Soal Pergantian Sistem Pemilu Hanya Coblos Gambar Partai, SBY: Pergantian Ditengah Jalan Bisa Menimbulkan Chaos Politik

SBY
SBY memberikan tanggapan Denny Indrayana soal putusan MK mengubah sitem pemilu hanya coblos gambar partai. (Twitter @SBYudhoyono)

BANTENRAYA.CO.ID – Mantan Presiden RI yang juga Ketua Umum Demokrat SBY memberikan tanggapan keras sistem pemilu menjadi proporsional tertutup atau coblos gambar partai.

Sebab, menurut SBY akan ada kondisi dimana bisa menimbulkan chaos atau kekisruhan politik.

Dimana, kata SBY tidak ada kegentingan dan kedaruratan untuk mengubah sistem.

Bacaan Lainnya

Selanjutnya, jelas SBY mayoritas rakyat akan sulit menerimanya dengan putusan tersebut.

Sebab MK tidak memiliki argumentasi kuat bahwa Sistem Pemilu Terbuka bertentangan dgn konstitusi.

Terakhir,  penetapan UU tentang sistem pemilu berada di tangan Presiden dan DPR, bukan di tangan MK.

BACA JUGA: Lindungi Hak Pilih, KPU Cilegon Sisir Pemilih Lewat Aplikasi Online

Dikutip dari Twitter @SBYudhoyono pada Senin 29 Mei 2023, SBY menanggapi serius soal cuitan Denny Indrayana. Dimana hal tersebut akan menjadikan posisi chaos politik.

“Pertanyaan pertama kpd MK, apakah ada kegentingan dan kedaruratan sehingga sistem pemilu diganti ketika proses pemilu sudah dimulai?,”.

“Ingat, DCS (Daftar Caleg Sementara) baru saja diserahkan kepada KPU. Pergantian sistem pemilu di tengah jalan bisa menimbulkan “chaos” politik,” ujarnya.

Lalu, kata SBY, domain dan wewenang MK adalah menilai apakah sebuah UU bertentangan dengan konstitusi, dan bukan menetapkan UU mana yg paling tepat ~ Sistem Pemilu Tertutup atau Terbuka.

BACA JUGA: KPU Cilegon Langsung Verifikasi Adminitrasi Bacaleg Parpol, Bakal Tegas Lakukan Ini Jika Data Tak Lengkap

“Kalau MK tidak memiliki argumentasi kuat bahwa Sistem Pemilu Terbuka bertentangan dgn konstitusi sehingga diganti menjadi Tertutup,”

“Mayoritas rakyat akan sulit menerimanya. Ingat, semua lembaga negara termasuk Presiden, DPR dan MK harus sama-sama akuntabel di hadapan rakyat,” jelasnya.

==========

## Tugas yang Diberikan 1
Dalam artikel tentang sistem pemilu ini, lembaga negara mana saja yang disebut harus sama-sama akuntabel di hadapan rakyat?
Artikel di atas dan catatan sesudahnya adalah bahan yang berdiri sendiri-sendiri.

==========

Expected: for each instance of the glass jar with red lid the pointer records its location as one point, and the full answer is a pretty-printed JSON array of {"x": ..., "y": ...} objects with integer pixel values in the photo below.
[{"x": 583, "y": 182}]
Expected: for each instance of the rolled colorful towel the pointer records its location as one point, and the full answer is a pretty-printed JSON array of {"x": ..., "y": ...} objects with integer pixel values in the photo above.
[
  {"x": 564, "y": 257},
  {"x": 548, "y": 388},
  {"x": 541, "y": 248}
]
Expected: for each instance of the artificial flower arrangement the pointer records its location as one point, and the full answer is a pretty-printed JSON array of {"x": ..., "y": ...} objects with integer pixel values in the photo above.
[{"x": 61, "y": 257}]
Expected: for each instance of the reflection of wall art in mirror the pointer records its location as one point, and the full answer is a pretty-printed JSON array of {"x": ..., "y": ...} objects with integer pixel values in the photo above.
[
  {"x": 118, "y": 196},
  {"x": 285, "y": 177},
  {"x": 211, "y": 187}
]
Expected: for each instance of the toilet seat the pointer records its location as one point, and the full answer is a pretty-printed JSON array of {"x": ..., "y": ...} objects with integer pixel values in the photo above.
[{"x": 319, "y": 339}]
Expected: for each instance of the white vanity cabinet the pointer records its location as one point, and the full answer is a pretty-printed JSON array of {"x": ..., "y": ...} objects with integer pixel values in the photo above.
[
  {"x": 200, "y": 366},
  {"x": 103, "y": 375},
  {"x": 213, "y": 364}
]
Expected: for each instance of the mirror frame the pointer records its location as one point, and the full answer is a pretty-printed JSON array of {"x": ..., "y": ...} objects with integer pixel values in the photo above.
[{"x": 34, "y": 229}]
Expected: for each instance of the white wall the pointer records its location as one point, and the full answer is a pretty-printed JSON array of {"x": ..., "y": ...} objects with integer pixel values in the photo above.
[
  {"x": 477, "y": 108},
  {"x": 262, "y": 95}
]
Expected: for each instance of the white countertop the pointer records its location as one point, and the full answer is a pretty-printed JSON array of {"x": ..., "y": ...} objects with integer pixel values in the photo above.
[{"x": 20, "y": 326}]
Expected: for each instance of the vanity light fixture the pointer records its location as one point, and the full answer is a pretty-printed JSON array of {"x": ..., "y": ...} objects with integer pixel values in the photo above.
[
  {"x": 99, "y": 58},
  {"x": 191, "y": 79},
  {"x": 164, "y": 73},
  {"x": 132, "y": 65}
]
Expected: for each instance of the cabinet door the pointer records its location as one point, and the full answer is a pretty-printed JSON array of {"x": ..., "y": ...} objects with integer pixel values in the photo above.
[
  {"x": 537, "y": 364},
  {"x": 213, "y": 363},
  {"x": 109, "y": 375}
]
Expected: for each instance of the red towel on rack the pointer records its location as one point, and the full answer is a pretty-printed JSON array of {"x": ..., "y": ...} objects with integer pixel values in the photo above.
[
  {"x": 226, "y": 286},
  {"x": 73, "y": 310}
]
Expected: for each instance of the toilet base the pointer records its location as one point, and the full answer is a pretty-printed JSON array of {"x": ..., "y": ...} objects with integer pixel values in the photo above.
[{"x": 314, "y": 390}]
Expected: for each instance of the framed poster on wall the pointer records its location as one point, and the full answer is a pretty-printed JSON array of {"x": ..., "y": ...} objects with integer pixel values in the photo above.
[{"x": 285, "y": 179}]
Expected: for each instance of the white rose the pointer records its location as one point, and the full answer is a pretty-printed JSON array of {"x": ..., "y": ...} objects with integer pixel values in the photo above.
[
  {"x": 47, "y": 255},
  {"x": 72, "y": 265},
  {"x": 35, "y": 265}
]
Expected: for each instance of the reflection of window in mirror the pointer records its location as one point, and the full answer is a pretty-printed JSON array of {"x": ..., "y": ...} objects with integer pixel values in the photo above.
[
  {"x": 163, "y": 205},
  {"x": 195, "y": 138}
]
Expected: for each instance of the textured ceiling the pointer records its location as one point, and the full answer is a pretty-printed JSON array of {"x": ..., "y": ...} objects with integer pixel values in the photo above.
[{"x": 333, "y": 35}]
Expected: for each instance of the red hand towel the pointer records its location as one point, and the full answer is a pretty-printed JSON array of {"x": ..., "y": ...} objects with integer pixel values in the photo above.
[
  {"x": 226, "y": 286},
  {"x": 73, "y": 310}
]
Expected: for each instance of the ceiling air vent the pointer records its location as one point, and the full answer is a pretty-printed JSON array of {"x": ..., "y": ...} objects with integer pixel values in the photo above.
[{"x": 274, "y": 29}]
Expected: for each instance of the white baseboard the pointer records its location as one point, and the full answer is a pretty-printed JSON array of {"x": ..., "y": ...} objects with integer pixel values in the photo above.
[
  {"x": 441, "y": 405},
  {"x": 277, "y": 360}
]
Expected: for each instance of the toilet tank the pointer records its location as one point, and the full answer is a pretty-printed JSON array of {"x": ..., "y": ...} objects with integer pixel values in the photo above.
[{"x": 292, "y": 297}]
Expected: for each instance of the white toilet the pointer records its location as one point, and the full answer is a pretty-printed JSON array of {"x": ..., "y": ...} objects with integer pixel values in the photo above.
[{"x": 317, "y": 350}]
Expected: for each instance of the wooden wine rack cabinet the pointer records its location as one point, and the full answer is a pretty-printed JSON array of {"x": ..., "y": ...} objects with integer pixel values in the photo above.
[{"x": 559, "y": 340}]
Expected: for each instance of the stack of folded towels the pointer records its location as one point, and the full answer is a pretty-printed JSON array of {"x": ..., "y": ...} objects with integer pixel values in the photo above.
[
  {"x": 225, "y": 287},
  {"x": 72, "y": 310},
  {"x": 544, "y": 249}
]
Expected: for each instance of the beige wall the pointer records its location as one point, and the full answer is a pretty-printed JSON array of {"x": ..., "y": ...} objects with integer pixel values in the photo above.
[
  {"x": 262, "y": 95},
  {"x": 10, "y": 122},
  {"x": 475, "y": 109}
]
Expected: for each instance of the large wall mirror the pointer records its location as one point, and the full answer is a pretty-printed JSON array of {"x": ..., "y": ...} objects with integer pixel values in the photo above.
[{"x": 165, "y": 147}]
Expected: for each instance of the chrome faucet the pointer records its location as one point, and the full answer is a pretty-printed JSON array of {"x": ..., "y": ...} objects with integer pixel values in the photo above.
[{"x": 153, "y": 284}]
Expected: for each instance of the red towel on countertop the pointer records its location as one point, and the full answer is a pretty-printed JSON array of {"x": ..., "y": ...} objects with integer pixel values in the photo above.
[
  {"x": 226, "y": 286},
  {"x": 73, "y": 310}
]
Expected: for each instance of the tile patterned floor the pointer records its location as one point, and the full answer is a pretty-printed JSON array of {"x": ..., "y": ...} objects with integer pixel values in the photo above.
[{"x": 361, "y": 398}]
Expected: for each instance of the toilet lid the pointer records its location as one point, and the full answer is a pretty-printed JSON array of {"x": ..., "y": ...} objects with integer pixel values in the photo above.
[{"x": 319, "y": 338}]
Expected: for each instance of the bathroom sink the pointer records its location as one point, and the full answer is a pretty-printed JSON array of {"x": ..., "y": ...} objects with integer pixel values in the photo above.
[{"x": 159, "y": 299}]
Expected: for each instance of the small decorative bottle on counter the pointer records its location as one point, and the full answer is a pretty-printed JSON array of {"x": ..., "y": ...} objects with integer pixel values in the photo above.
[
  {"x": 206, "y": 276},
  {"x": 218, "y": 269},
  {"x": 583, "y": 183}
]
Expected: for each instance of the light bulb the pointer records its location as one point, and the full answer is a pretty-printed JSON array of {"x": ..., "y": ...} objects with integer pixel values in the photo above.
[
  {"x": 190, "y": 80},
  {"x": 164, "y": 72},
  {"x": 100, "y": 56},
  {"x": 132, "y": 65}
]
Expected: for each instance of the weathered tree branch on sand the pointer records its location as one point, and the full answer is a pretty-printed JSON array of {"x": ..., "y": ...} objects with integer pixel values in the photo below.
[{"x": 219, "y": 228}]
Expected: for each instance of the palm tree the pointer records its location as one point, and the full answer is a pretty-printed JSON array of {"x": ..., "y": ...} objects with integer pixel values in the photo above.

==========

## Tugas yang Diberikan 2
Pilih setiap baris catatan yang memuat kata "light".

## Jawaban Tugas 1
Presiden, DPR, dan MK.

## Jawaban Tugas 2
Expected: for each instance of the vanity light fixture the pointer records its location as one point, and the full answer is a pretty-printed JSON array of {"x": ..., "y": ...} objects with integer pixel values in the photo above.
Expected: for each instance of the light bulb the pointer records its location as one point, and the full answer is a pretty-printed JSON array of {"x": ..., "y": ...} objects with integer pixel values in the photo above.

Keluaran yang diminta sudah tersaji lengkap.